GIVEN EXERCISE A — Rewrite the entries from the line containing "In this exercise you will tag the small framed" through the end of the entries, replacing "patterned bedding" with "printed bedding" and changing nothing else.
===== PASSAGE SHOWN =====
This isn’t actually about a production system, per se. This is about a performance regression we noticed in a scenario for 4.0. We recently started doing structured performance testing as part of our continuous integration system.
There goes the sad trombone sound, because what that told us is that at some point, we had a major performance regression. To give you that in numbers, we used to be around 50,000 writes per second (transactional, fully ACID, hit the disk, data is safe) and we dropped to around 35,000 writes per second. Fluctuations in performance tests are always annoying, but that big a drop couldn’t be explained by just random load pattern causing some variance in the results.
This was consistent and major difference between the previous record. Now, to explain things, the last firm numbers we had about this performance test was from Dec 2016. Part of the release process for 4.0 calls for a structured and repeatable performance testing, and this is exactly the kind of thing that it is meant to catch. So I’m happy we caught it, not so happy that we had to go through about 7 months of changes to figure out what exactly drove our performance down.
The really annoying thing is that we put a lot of effort into improving performance, and we couldn’t figure out what went wrong there. Luckily, we could scan the history and track our performance over time. I’m extremely over simplifying here, of course. In practice this meant running bisect on all the changes in the past 7 – 8 months and running benchmarks on each point. And performance is usually not something as cut and dried as a pass / fail test.
Eventually we found the commit, and it was small, self contained and had a huge impact on our performance. The code in question?
This change was part of ironically, a performance run that focused on increasing the responsiveness of the server under a specific load. More specifically, it handled the case where under a harsh load we would run into thread starvation. The problem with this load is that this specific load can only ever happen in our test suite. At some point we had run up to 80 parallel tests, each of which might spawn multiple servers. The problem is that we run them all a single process, so we run into a lot of sharing between the different tests.
That was actually quite intentional, because it allowed us to see how the code behaves in a bad environment. It exposed a lot of subtle issues, but eventually it got very tiring to have tests fail because there just weren’t enough threads to run them fast enough. So we set this value to a high enough number to not have to worry about this.
The problem is that we set it in the server, not in the tests. And that led to the performance issue. But the question is why would this setting cause such a big drop? Well, the actual difference in performance went from 20 μs to taking 28.5 μs, which isn’t that much when you think about it. The reason why this happened is a bit complex, and require understanding several different aspect of the scenario under test.
=====
GIVEN EXERCISE B — From the passage on the performance regression, copy word for word the span that starts with the words "The really annoying" and ends with "code in question?".
===== DATA =====
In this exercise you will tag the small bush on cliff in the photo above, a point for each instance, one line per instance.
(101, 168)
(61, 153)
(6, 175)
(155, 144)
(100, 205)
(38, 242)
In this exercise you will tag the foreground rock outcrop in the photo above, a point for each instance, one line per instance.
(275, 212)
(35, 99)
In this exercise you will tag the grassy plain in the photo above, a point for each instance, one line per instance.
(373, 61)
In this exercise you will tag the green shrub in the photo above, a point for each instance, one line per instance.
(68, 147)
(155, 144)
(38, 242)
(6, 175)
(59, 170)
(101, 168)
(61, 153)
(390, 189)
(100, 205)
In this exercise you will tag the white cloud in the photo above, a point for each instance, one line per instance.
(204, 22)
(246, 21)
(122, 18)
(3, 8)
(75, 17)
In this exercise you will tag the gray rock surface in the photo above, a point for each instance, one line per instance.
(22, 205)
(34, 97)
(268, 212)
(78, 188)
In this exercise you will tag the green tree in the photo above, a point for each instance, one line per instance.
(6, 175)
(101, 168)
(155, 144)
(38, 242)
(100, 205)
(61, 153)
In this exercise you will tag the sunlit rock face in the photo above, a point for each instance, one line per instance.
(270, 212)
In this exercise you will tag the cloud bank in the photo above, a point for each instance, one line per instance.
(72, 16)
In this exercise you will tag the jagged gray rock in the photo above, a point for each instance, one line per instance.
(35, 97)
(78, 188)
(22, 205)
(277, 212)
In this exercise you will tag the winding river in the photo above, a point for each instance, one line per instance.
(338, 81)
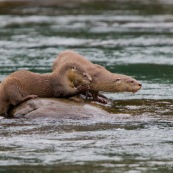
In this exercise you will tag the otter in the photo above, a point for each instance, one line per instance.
(69, 80)
(102, 79)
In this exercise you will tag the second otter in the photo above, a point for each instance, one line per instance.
(102, 79)
(69, 80)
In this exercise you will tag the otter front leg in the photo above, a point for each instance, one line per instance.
(15, 92)
(75, 91)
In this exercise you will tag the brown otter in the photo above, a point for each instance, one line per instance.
(102, 79)
(69, 80)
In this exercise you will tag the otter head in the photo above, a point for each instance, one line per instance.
(79, 76)
(123, 83)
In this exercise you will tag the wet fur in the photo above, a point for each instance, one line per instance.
(69, 80)
(102, 79)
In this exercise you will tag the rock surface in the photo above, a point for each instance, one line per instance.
(57, 108)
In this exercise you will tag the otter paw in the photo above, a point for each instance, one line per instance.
(83, 88)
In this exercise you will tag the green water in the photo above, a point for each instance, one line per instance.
(132, 37)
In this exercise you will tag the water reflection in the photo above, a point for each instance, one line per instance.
(130, 37)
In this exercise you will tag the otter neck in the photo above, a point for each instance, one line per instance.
(104, 82)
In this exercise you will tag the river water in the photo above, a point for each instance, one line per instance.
(132, 37)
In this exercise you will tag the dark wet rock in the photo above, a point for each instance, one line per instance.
(57, 108)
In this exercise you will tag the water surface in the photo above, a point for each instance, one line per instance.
(129, 37)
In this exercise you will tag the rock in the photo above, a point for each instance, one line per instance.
(57, 108)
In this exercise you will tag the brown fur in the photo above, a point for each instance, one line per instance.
(69, 80)
(102, 79)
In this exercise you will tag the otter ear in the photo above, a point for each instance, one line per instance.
(117, 80)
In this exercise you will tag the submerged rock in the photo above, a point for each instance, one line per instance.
(57, 108)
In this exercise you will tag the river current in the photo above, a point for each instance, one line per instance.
(132, 37)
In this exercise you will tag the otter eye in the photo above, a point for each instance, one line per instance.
(117, 80)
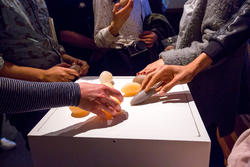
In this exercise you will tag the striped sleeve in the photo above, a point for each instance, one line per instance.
(17, 96)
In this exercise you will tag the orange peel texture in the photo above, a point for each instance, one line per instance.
(78, 112)
(131, 89)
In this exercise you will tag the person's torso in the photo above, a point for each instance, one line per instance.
(25, 34)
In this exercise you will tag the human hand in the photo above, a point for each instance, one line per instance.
(149, 37)
(84, 67)
(59, 74)
(170, 75)
(151, 67)
(74, 61)
(120, 16)
(96, 97)
(170, 47)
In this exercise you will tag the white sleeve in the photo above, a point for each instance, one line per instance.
(103, 17)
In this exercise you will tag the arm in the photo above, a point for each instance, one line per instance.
(232, 35)
(23, 96)
(103, 38)
(76, 39)
(225, 32)
(109, 21)
(173, 75)
(54, 74)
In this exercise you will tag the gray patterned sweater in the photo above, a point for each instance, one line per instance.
(200, 20)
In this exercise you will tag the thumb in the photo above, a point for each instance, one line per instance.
(116, 7)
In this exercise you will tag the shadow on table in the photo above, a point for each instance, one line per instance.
(94, 122)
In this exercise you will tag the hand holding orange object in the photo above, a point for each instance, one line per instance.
(97, 97)
(131, 89)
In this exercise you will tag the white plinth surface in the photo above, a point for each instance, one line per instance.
(162, 132)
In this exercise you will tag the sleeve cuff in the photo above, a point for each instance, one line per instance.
(214, 50)
(107, 35)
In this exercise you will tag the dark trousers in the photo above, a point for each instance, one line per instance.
(24, 122)
(220, 91)
(1, 124)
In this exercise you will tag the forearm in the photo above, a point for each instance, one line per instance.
(20, 72)
(78, 40)
(202, 62)
(232, 35)
(23, 96)
(183, 56)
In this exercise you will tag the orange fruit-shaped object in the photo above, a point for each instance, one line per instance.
(108, 115)
(131, 89)
(78, 112)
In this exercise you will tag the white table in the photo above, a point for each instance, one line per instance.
(162, 132)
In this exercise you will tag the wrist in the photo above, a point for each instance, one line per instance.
(202, 62)
(41, 76)
(113, 29)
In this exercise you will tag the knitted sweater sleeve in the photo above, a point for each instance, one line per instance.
(194, 39)
(19, 96)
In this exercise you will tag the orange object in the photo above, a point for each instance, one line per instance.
(131, 89)
(78, 112)
(108, 115)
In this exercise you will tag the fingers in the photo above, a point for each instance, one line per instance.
(70, 75)
(116, 8)
(114, 93)
(169, 86)
(155, 78)
(125, 10)
(84, 70)
(146, 80)
(145, 33)
(65, 65)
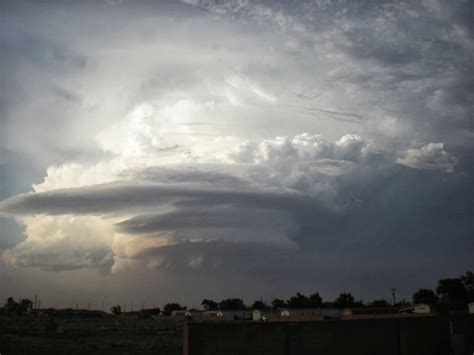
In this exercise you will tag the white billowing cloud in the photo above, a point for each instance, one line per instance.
(63, 242)
(175, 141)
(431, 156)
(253, 192)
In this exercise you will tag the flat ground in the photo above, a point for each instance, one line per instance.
(108, 335)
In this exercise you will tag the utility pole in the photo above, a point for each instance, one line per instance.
(394, 290)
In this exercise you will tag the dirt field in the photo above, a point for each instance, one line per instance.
(110, 335)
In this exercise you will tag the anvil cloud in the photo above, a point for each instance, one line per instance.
(235, 142)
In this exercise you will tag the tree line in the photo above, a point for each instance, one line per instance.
(450, 294)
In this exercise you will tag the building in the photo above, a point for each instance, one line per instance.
(419, 308)
(303, 314)
(235, 314)
(365, 311)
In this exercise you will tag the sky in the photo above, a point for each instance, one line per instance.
(158, 151)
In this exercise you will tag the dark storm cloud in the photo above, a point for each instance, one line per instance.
(362, 212)
(116, 197)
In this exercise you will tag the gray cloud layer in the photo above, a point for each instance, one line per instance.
(167, 137)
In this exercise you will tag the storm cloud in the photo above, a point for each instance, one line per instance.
(259, 138)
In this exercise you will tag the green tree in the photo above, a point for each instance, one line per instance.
(452, 294)
(344, 300)
(426, 296)
(278, 303)
(468, 281)
(315, 300)
(116, 310)
(209, 305)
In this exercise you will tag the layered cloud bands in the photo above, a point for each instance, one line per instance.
(278, 192)
(242, 138)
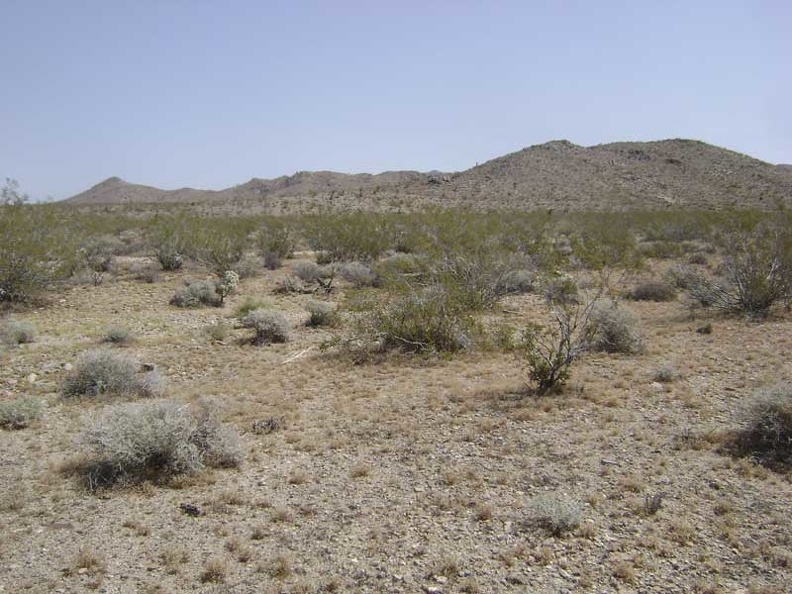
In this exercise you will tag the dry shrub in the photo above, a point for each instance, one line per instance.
(134, 441)
(767, 427)
(652, 291)
(19, 413)
(615, 329)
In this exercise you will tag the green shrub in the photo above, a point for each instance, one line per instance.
(103, 372)
(156, 440)
(19, 413)
(322, 313)
(14, 332)
(652, 291)
(615, 329)
(196, 294)
(269, 326)
(767, 426)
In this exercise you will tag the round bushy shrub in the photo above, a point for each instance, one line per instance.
(14, 332)
(322, 313)
(767, 420)
(197, 294)
(359, 275)
(615, 329)
(102, 372)
(268, 326)
(157, 439)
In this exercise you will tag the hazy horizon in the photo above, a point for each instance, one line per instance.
(179, 93)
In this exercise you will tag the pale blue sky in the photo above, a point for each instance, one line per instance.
(208, 94)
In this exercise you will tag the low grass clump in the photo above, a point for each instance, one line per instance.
(156, 440)
(103, 372)
(19, 413)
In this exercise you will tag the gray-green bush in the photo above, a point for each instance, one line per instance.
(615, 329)
(19, 413)
(155, 440)
(14, 332)
(268, 326)
(104, 372)
(767, 426)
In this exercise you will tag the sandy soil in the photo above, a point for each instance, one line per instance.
(408, 475)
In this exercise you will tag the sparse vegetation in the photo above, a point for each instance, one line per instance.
(268, 326)
(158, 439)
(614, 329)
(558, 514)
(767, 426)
(103, 372)
(20, 412)
(15, 332)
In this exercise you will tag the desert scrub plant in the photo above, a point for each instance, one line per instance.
(103, 372)
(268, 326)
(359, 275)
(614, 329)
(322, 313)
(37, 246)
(421, 321)
(19, 413)
(550, 350)
(652, 291)
(767, 426)
(156, 440)
(116, 335)
(197, 293)
(756, 271)
(556, 513)
(14, 332)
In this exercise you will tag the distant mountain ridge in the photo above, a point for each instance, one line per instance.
(556, 174)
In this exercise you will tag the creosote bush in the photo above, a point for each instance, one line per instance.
(767, 426)
(269, 326)
(103, 372)
(19, 413)
(156, 440)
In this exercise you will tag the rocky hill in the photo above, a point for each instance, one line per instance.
(555, 175)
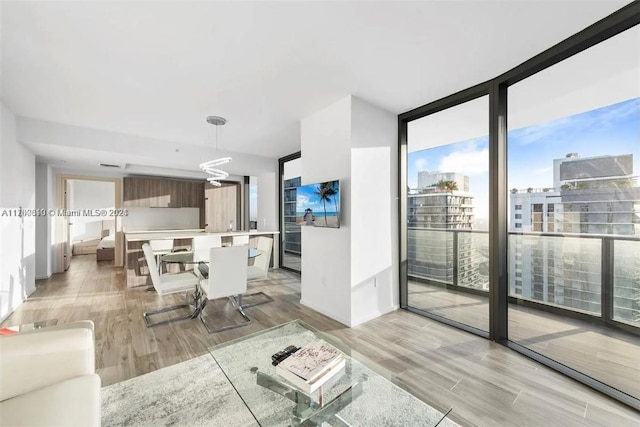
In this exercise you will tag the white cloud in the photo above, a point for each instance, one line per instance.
(468, 162)
(421, 164)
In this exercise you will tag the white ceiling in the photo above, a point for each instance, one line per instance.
(157, 69)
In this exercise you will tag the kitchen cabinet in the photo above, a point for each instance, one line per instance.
(162, 193)
(221, 206)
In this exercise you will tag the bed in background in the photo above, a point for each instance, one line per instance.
(105, 250)
(84, 245)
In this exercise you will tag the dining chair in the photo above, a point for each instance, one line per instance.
(169, 284)
(260, 268)
(161, 247)
(201, 245)
(227, 277)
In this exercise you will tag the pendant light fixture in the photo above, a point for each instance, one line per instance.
(210, 166)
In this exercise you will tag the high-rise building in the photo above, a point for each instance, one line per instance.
(428, 179)
(440, 224)
(594, 196)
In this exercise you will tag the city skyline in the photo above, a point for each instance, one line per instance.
(609, 130)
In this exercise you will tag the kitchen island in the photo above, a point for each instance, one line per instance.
(136, 266)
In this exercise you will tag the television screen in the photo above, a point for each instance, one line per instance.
(318, 205)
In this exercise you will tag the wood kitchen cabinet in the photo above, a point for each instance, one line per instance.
(221, 206)
(162, 193)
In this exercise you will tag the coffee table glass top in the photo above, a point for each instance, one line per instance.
(356, 396)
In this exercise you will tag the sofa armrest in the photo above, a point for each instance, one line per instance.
(35, 360)
(86, 324)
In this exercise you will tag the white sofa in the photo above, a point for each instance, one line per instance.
(47, 377)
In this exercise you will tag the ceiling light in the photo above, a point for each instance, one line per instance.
(209, 166)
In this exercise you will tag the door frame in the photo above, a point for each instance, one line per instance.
(61, 222)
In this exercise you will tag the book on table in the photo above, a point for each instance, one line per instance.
(311, 366)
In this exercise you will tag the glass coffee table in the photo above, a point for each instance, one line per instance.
(358, 395)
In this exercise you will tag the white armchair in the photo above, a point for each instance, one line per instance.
(47, 377)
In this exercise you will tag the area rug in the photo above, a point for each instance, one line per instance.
(198, 392)
(382, 403)
(192, 393)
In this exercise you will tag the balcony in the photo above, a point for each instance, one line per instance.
(583, 313)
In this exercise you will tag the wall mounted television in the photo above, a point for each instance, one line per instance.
(318, 205)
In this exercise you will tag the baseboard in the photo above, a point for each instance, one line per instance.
(375, 315)
(335, 317)
(348, 322)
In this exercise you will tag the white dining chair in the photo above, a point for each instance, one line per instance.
(260, 268)
(227, 277)
(169, 284)
(201, 245)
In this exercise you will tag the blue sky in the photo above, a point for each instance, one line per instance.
(306, 198)
(610, 130)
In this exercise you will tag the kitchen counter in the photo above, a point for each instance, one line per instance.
(136, 266)
(139, 236)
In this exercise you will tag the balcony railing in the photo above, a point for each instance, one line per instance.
(593, 274)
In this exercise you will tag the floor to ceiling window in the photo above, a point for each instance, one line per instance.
(291, 244)
(448, 212)
(574, 217)
(520, 207)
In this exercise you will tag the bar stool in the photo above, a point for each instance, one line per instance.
(161, 247)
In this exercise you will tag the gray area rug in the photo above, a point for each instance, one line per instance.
(198, 393)
(381, 404)
(192, 393)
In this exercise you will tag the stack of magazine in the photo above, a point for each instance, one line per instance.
(311, 366)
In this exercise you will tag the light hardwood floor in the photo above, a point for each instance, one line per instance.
(485, 384)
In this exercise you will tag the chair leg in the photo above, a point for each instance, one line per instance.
(267, 299)
(195, 310)
(212, 330)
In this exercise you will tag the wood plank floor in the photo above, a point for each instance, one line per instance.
(605, 354)
(485, 384)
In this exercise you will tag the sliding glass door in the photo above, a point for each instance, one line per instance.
(574, 221)
(448, 212)
(520, 207)
(291, 245)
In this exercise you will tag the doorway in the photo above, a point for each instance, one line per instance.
(88, 219)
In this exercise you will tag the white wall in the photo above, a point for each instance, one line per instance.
(268, 199)
(17, 234)
(374, 212)
(351, 273)
(45, 199)
(326, 252)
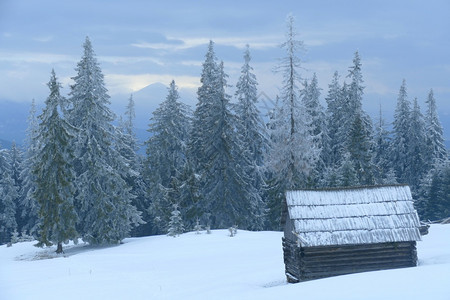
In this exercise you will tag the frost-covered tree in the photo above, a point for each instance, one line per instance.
(127, 145)
(400, 142)
(167, 156)
(206, 95)
(252, 133)
(16, 162)
(54, 173)
(216, 151)
(310, 99)
(293, 155)
(8, 196)
(103, 196)
(175, 227)
(417, 148)
(437, 153)
(359, 133)
(437, 203)
(227, 192)
(331, 153)
(360, 149)
(382, 162)
(29, 205)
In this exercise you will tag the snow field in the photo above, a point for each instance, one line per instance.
(216, 266)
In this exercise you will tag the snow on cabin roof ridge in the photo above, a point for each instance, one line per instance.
(354, 215)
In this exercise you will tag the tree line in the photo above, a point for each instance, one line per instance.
(219, 165)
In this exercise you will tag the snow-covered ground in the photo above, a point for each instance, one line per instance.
(215, 266)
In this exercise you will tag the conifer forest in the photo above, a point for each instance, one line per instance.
(220, 164)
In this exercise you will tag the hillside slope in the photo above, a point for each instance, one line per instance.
(215, 266)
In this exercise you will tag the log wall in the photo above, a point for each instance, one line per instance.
(307, 263)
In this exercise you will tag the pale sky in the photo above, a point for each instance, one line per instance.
(143, 42)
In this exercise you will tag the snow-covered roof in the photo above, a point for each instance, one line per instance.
(348, 216)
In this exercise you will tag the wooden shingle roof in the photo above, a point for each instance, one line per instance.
(352, 216)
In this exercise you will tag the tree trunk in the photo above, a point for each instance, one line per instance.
(59, 249)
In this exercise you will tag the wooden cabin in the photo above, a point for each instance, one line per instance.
(341, 231)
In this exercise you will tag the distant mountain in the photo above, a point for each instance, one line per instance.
(146, 101)
(5, 144)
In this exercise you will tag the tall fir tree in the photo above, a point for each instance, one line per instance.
(127, 145)
(382, 161)
(8, 196)
(175, 227)
(359, 134)
(29, 205)
(292, 157)
(54, 173)
(167, 156)
(400, 142)
(437, 203)
(103, 196)
(437, 152)
(16, 161)
(225, 188)
(417, 149)
(252, 132)
(332, 151)
(313, 108)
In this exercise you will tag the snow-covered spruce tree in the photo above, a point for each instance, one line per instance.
(16, 161)
(359, 135)
(54, 173)
(310, 99)
(103, 196)
(346, 173)
(253, 135)
(29, 205)
(436, 153)
(293, 155)
(8, 196)
(382, 163)
(127, 145)
(166, 156)
(400, 142)
(437, 204)
(417, 150)
(331, 153)
(175, 226)
(227, 191)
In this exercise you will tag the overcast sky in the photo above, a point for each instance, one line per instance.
(142, 42)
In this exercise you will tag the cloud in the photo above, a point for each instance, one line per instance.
(123, 83)
(181, 43)
(36, 57)
(43, 39)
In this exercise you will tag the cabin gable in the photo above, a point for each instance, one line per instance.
(342, 231)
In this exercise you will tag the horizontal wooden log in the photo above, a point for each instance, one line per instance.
(323, 274)
(357, 256)
(356, 248)
(355, 265)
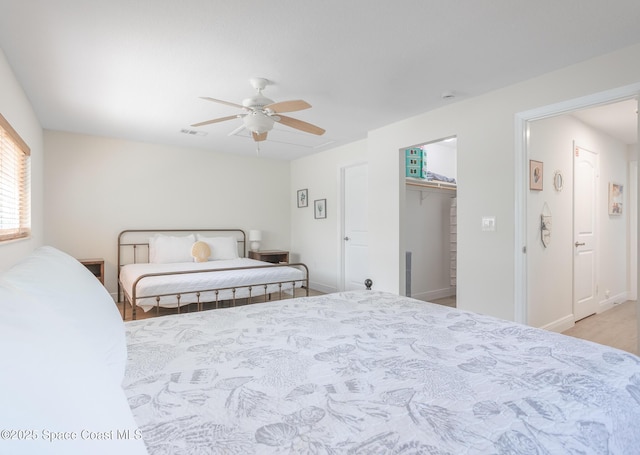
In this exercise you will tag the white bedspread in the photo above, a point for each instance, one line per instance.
(183, 283)
(373, 373)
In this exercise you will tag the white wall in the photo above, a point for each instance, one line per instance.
(550, 270)
(16, 108)
(96, 187)
(441, 159)
(484, 126)
(318, 242)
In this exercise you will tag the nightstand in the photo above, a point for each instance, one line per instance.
(273, 256)
(95, 266)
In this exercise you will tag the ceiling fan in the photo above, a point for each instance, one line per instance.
(260, 113)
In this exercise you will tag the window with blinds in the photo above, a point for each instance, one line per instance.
(15, 178)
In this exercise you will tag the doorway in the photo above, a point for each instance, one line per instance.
(430, 221)
(354, 233)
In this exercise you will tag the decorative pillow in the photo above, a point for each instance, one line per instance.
(57, 282)
(165, 249)
(221, 247)
(200, 251)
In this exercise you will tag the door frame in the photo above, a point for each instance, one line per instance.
(522, 120)
(596, 229)
(342, 214)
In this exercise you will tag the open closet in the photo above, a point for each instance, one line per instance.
(431, 221)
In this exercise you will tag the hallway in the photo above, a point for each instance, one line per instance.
(616, 327)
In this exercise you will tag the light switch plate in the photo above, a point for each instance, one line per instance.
(488, 223)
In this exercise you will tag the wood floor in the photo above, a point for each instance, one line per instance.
(616, 327)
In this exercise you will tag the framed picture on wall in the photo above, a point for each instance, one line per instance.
(535, 175)
(615, 198)
(320, 208)
(303, 198)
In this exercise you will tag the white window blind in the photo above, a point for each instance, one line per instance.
(15, 182)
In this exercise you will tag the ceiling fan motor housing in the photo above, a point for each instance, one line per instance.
(258, 122)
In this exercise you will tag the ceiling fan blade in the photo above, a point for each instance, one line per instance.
(299, 125)
(215, 120)
(288, 106)
(259, 137)
(228, 103)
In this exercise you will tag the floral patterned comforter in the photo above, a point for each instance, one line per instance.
(374, 373)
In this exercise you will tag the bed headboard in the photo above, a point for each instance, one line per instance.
(133, 244)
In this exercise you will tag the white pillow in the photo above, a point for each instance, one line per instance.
(54, 384)
(165, 249)
(57, 282)
(221, 247)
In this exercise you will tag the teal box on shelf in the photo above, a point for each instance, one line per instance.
(417, 172)
(415, 161)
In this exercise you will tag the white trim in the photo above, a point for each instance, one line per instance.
(521, 124)
(561, 324)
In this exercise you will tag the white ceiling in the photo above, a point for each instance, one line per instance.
(135, 69)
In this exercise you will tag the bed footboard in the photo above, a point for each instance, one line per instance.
(214, 295)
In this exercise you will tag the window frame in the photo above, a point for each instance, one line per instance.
(14, 149)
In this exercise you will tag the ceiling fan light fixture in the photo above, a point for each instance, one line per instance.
(257, 122)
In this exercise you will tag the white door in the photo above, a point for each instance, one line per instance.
(355, 251)
(585, 208)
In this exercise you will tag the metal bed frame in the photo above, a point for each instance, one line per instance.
(133, 247)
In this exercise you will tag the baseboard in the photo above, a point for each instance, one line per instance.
(561, 324)
(609, 303)
(434, 295)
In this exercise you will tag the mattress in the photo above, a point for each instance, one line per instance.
(168, 285)
(373, 373)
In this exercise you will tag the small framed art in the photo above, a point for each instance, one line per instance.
(615, 198)
(303, 198)
(535, 175)
(320, 208)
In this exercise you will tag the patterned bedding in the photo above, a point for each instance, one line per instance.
(373, 373)
(169, 285)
=====
RESULT A —
In this exercise you will tag the small framed art in the photo above, a point for each instance, one line per instance.
(615, 198)
(303, 198)
(535, 175)
(320, 208)
In this exercise you will tag the printed bedding in the photo above, a point for each instance, one line per instance.
(373, 373)
(169, 285)

RESULT B —
The really annoying thing is that we put a lot of effort into improving performance, and we couldn’t figure out what went wrong there. Luckily, we could scan the history and track our performance over time. I’m extremely over simplifying here, of course. In practice this meant running bisect on all the changes in the past 7 – 8 months and running benchmarks on each point. And performance is usually not something as cut and dried as a pass / fail test.
Eventually we found the commit, and it was small, self contained and had a huge impact on our performance. The code in question?